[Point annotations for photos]

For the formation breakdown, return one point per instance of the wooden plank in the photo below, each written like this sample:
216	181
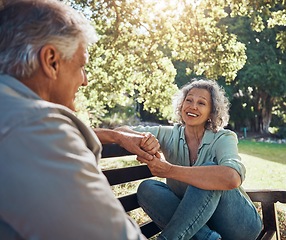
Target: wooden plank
129	202
114	150
267	195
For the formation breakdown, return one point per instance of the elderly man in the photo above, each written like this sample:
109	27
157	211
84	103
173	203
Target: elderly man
51	186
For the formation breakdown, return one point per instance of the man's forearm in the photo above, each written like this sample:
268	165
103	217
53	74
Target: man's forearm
107	135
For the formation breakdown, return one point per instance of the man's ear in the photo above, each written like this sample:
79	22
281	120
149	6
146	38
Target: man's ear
49	61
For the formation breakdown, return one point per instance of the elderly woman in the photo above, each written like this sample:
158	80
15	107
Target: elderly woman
202	198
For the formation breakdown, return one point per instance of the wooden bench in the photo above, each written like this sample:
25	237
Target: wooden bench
267	198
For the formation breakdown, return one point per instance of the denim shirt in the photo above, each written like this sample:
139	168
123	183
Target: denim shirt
220	148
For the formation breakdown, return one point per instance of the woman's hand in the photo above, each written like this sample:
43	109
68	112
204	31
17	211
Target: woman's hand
150	143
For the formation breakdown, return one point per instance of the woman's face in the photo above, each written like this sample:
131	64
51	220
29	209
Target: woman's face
197	107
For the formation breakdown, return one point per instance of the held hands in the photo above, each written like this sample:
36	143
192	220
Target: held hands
143	145
157	165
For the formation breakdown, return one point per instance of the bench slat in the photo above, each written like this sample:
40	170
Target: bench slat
128	174
129	202
149	229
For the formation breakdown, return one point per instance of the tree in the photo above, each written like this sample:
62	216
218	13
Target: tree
262	81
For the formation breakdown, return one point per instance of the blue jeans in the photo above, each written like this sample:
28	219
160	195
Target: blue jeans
200	214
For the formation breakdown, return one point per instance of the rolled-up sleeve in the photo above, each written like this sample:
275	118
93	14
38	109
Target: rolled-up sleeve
226	153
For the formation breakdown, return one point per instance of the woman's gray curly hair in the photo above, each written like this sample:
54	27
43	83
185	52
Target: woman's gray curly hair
220	104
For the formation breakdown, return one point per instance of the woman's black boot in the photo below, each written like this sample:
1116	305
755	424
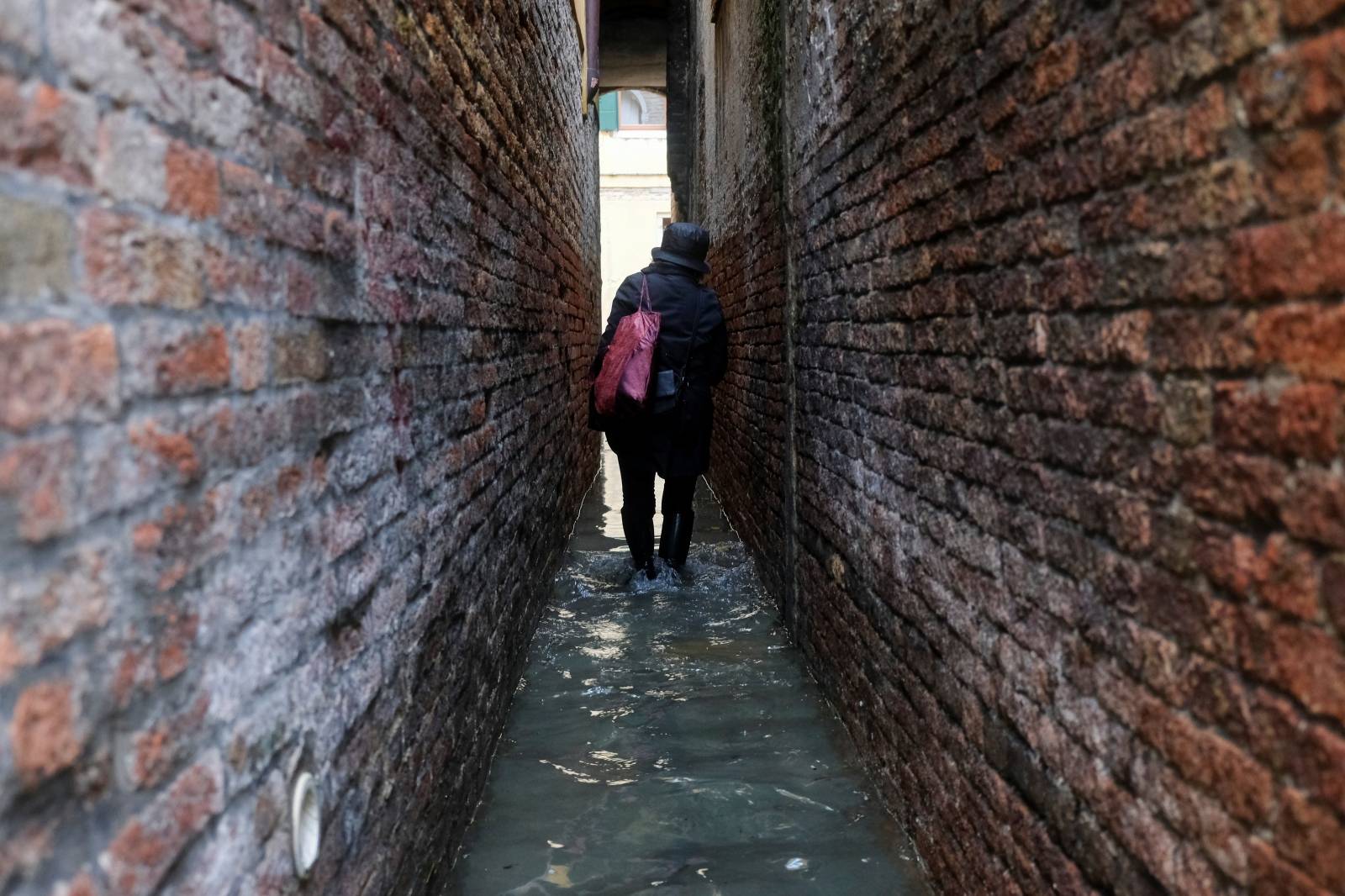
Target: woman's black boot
639	537
677	537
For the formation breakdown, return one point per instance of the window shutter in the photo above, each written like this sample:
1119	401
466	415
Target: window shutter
607	116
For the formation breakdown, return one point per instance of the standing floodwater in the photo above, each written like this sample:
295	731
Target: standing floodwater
666	739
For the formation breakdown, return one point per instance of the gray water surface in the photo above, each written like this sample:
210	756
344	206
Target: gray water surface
666	739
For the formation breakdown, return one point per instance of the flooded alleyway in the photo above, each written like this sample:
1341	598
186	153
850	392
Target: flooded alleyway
666	737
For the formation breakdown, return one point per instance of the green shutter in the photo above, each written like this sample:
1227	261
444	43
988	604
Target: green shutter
607	119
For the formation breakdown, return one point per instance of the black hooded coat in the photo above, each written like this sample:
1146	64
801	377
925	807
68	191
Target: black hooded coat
676	443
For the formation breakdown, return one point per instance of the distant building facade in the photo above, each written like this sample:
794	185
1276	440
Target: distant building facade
636	197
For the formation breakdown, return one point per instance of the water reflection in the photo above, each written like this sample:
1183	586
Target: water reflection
667	739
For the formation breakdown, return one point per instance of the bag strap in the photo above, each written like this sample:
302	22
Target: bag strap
645	293
690	346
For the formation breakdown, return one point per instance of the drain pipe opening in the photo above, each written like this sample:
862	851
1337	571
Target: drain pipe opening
306	821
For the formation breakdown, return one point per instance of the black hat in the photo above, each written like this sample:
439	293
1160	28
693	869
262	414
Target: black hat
685	244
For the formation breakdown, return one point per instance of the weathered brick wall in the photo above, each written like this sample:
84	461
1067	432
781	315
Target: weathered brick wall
735	150
1066	347
295	303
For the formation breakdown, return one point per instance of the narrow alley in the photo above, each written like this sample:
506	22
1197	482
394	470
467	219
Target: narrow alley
666	739
1028	412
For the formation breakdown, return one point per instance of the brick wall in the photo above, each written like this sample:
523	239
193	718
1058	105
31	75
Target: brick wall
1037	361
295	302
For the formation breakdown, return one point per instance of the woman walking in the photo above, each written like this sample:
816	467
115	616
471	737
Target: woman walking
670	436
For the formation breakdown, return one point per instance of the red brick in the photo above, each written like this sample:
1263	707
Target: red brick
1305	13
147	846
195	362
55	373
1293	259
46	131
42	732
38	475
1308	340
1302	84
131	261
1315	508
193	181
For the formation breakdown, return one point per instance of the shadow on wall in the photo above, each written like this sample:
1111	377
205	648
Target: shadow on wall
1035	407
295	313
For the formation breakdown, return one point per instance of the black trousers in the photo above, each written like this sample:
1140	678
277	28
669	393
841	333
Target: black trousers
638	488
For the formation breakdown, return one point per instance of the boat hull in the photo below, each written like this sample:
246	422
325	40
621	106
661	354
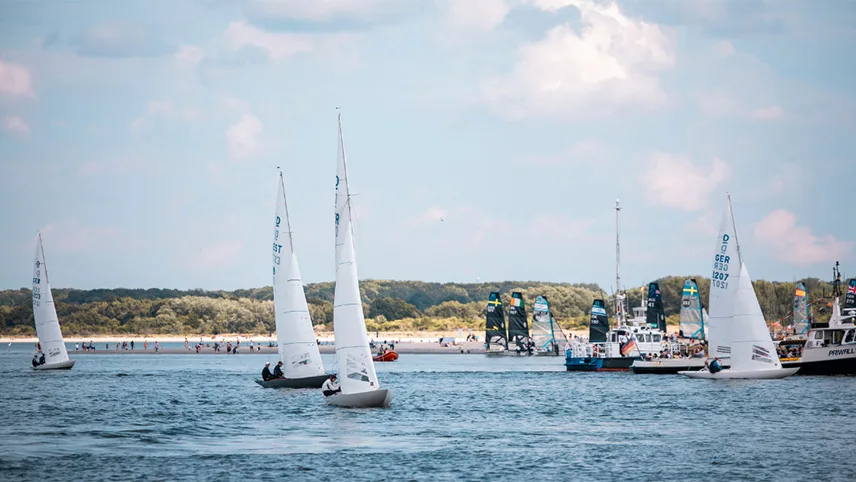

#### [Task details]
Pick out each line in the rows above that contains the string "brick", and copy those lines in full.

#### [Correct output]
For the formation breakdown, return one point per instance of the weathered brick wall in the photo above, each written like this sample:
Target: weathered brick wall
For the formation breakdown, return one point per instance of the brick wall in the photo above, each written like this sample:
Target: brick wall
For the formation breakdown, return one point per instance of the red brick in the photo above, each written like this sample:
Target: red brick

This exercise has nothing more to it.